* _Aufgaben_:
1. Schreib aus dem Text über die Chini-Schule die Stelle ab, die mit „Ich unterrichtete bisher“ anfängt und bis einschließlich „ein bisschen Deutsch?...“ geht.
2. In welchen Schulen hat die schreibende Person laut dem Text über die Chini-Schule bisher unterrichtet?

* _Auszug zum Lesen_:
————

Ich unterrichtete bisher in Schulen in ländlicher Umgebung, von Ausländerkindern war da nie die Rede. Dies war für mich ganz weit weg. Im letzten Schuljahr nahm ich eine Stelle in der deutschsprachigen Chini - Schule am Bozner Boden an. Erwartungsvoll ging ich dem ersten Schultag entgegen. Werden die zwei mich überhaupt verstehen? Sprechen sie schon ein bisschen Deutsch?...

————

* _Angezeigte Daten_:
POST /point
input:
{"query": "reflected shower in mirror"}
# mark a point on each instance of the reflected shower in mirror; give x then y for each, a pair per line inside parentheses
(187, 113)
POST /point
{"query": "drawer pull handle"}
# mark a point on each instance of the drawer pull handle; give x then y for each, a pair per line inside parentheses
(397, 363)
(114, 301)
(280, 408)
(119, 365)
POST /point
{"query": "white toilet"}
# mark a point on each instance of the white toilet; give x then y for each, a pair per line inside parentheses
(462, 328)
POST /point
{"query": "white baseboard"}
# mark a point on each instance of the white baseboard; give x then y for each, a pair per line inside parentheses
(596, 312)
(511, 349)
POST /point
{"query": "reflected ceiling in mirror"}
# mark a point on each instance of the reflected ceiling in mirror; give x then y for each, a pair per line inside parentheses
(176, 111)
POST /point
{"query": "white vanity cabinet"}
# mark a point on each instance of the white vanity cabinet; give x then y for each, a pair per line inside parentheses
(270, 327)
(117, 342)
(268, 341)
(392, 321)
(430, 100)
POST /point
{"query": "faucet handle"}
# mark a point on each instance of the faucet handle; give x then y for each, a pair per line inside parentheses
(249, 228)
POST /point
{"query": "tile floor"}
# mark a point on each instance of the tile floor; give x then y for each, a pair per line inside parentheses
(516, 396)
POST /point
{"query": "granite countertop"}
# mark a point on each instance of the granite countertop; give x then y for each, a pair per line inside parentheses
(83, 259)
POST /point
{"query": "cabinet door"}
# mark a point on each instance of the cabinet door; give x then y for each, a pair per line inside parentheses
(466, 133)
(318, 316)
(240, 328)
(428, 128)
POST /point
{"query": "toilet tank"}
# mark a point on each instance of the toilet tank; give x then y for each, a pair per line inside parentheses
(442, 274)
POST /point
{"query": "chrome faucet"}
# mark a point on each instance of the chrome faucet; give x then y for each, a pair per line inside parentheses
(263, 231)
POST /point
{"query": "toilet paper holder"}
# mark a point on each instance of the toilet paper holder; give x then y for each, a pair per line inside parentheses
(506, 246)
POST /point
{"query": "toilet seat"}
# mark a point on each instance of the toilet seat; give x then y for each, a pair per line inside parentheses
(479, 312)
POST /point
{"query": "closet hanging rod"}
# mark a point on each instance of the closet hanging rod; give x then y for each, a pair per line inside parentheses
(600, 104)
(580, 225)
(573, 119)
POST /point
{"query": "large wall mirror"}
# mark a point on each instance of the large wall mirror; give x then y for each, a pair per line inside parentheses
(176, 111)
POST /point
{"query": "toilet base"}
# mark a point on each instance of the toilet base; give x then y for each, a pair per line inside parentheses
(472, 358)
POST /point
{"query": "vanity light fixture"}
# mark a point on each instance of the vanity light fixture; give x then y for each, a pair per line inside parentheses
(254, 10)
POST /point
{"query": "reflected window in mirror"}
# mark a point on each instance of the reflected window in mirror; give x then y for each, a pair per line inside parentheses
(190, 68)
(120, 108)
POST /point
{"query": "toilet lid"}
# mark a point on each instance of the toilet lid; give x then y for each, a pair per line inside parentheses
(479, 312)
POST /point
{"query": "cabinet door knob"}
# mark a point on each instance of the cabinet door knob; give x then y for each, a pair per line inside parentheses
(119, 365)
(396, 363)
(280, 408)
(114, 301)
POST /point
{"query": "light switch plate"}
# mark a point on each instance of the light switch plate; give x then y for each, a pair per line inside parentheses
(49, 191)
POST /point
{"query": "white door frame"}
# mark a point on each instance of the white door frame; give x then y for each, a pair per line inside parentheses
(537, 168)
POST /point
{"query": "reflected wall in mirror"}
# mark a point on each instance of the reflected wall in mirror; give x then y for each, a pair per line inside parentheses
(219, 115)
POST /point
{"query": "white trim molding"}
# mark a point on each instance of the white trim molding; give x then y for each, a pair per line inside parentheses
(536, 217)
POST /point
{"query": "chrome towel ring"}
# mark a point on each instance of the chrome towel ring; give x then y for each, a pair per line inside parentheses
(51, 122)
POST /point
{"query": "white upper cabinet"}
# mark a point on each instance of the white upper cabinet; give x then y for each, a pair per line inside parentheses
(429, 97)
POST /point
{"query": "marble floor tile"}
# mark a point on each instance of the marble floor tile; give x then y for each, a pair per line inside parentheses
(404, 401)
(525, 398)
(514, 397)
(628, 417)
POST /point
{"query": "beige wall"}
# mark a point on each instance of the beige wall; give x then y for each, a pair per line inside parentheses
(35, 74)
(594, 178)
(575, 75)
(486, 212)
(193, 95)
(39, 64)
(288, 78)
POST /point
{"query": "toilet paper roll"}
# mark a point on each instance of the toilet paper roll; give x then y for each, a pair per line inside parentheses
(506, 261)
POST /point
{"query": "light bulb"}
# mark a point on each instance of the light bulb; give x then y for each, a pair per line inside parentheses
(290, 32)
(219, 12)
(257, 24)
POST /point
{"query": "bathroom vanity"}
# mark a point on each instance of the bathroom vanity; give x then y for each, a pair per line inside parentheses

————

* _Ergebnisse je Aufgabe_:
1.
Ich unterrichtete bisher in Schulen in ländlicher Umgebung, von Ausländerkindern war da nie die Rede. Dies war für mich ganz weit weg. Im letzten Schuljahr nahm ich eine Stelle in der deutschsprachigen Chini - Schule am Bozner Boden an. Erwartungsvoll ging ich dem ersten Schultag entgegen. Werden die zwei mich überhaupt verstehen? Sprechen sie schon ein bisschen Deutsch?...

2. In Schulen in ländlicher Umgebung.